> Task requirements
Please set down each record exactly as it appears, but leave out any pictures.

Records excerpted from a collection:
========================================

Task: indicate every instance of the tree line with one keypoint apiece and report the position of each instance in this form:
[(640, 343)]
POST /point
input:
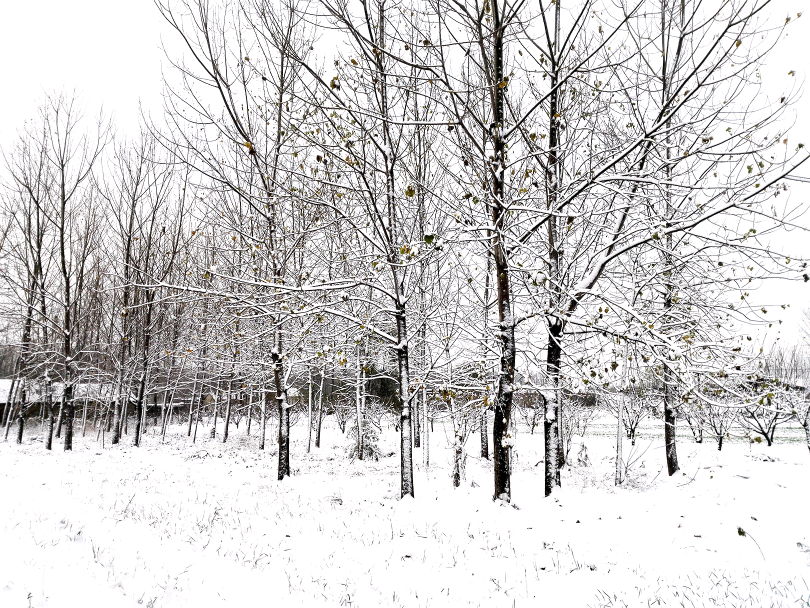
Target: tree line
[(468, 200)]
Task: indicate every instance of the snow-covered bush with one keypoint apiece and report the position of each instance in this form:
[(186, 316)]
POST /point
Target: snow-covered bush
[(370, 442)]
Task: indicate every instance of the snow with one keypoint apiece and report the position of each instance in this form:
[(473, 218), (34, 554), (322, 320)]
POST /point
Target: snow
[(176, 524), (5, 388)]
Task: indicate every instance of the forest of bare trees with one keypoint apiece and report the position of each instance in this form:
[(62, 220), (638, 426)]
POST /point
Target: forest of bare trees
[(488, 208)]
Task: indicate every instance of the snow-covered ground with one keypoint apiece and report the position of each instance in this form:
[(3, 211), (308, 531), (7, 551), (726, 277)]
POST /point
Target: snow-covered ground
[(176, 524)]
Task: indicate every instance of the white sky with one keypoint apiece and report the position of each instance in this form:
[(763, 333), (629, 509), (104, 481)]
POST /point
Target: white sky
[(110, 53)]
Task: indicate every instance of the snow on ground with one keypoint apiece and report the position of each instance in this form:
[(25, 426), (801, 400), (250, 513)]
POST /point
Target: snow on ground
[(182, 525)]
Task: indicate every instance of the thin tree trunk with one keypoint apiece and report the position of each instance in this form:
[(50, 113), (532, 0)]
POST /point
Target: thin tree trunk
[(265, 405), (551, 420), (228, 406), (483, 433), (61, 415), (192, 403), (426, 449), (21, 418), (49, 407), (69, 414), (619, 432), (359, 406), (139, 408), (320, 413), (84, 418), (250, 410), (309, 409)]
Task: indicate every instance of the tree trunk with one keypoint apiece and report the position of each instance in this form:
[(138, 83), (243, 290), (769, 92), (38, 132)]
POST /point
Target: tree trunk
[(484, 438), (309, 410), (139, 409), (20, 423), (283, 412), (669, 422), (320, 414), (617, 479), (228, 408), (406, 444), (216, 413), (426, 449), (359, 405), (265, 406), (117, 413), (551, 417), (192, 403), (61, 416), (458, 458), (69, 413), (250, 411), (49, 407)]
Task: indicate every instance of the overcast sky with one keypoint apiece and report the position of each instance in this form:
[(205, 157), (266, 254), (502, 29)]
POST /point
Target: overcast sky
[(110, 53)]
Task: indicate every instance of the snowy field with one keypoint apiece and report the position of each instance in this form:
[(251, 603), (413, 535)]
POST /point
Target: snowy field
[(182, 525)]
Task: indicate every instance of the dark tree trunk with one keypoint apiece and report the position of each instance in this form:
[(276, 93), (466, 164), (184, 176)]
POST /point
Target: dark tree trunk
[(484, 438), (228, 411), (61, 416), (551, 408), (265, 409), (139, 404), (20, 423), (669, 422), (69, 414)]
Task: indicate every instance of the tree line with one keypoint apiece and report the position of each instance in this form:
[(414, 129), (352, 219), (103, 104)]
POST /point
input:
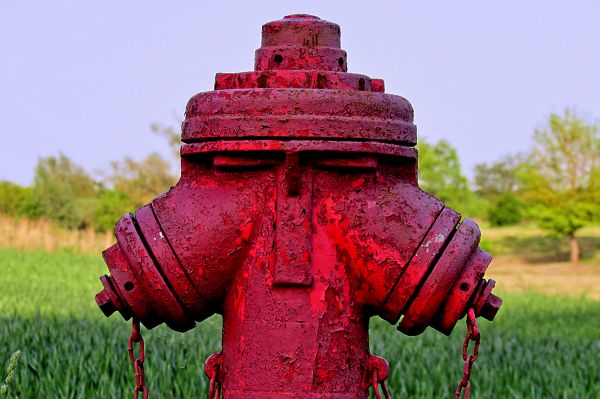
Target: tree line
[(556, 184)]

========================================

> Response for this exercise
Task: indicate every instance of the tree line with one keypoint apiece and report the position of each instance in this form:
[(640, 343)]
POST /point
input:
Target: tree line
[(468, 200)]
Task: indicate every instance of the snow-covered bush with one keypoint apiece and report the position of each instance in this form:
[(186, 316)]
POST /point
Target: snow-covered bush
[(370, 442)]
Task: indicate every instance of the snow with one keypoint apiece and report the position of each instance in this form:
[(473, 218), (34, 554), (322, 320)]
POST /point
Target: snow
[(176, 524), (5, 388)]
Task: indicate every instance of the forest of bare trees with one keypoint apiece and report the position of each instance in this form:
[(62, 220), (638, 426)]
POST /point
Target: forest of bare trees
[(488, 208)]
Task: indicate every instance of the snow-covered ground with one keypoint apiece and report the position of each instance in this form:
[(3, 211), (308, 531), (7, 551), (726, 277)]
POST /point
Target: snow-covered ground
[(176, 524)]
Task: indicate every instance of the white sky with one keypoint apiece and report the position of each instance in this form:
[(763, 333), (629, 509), (104, 481)]
POST /point
Target: white sky
[(110, 53)]
Task: indicate every instance of the snow on ground with one keypoint apiece and report the position of each instance in this form:
[(25, 426), (801, 400), (250, 513)]
POST /point
Target: snow on ground
[(182, 525)]
Task: indicate every instance of the thin tree trunk with one keypoint apiece and report the position of each instance in this form:
[(50, 113), (532, 0)]
POST /point
Target: thin tree trunk
[(265, 405), (551, 420), (228, 406), (483, 433), (61, 415), (192, 403), (426, 449), (21, 418), (49, 407), (69, 414), (619, 432), (359, 406), (139, 408), (320, 413), (84, 418), (250, 410), (309, 409)]
Task: indicate every instance of the tree trunk with one keypoint apiece and report the position of each instance in this form:
[(138, 83), (243, 290), (769, 92), (38, 132)]
POST /point
Target: tree trunk
[(484, 438), (309, 410), (139, 409), (20, 423), (283, 412), (669, 422), (320, 414), (617, 479), (228, 408), (406, 444), (216, 413), (426, 449), (359, 405), (265, 406), (117, 413), (551, 417), (192, 403), (61, 416), (458, 458), (69, 413), (250, 411), (49, 407)]
Task: indicate every instance of the overcast sky with one keypoint apiece and report the position of each instance in this form:
[(205, 157), (266, 254), (502, 29)]
POST /point
Target: overcast sky
[(110, 53)]
Task: indicate every instance of the snowy field with one keypoint apiece and report the position of each instance in this form:
[(251, 603), (413, 535)]
POST /point
Target: snowy field
[(182, 525)]
Task: indicate every instance of the dark tree trunk with one keypoint apiece and report the position of each instance in this form:
[(276, 93), (466, 164), (184, 176)]
POST /point
Target: dark tree trunk
[(484, 438), (228, 411), (61, 416), (551, 408), (265, 409), (139, 404), (20, 423), (669, 422), (69, 414)]
Task: indicate every instance of the tree line with one keypoint apiece and report the position of each instance in this form:
[(414, 129), (352, 219), (103, 104)]
POST /point
input:
Target: tree line
[(556, 184)]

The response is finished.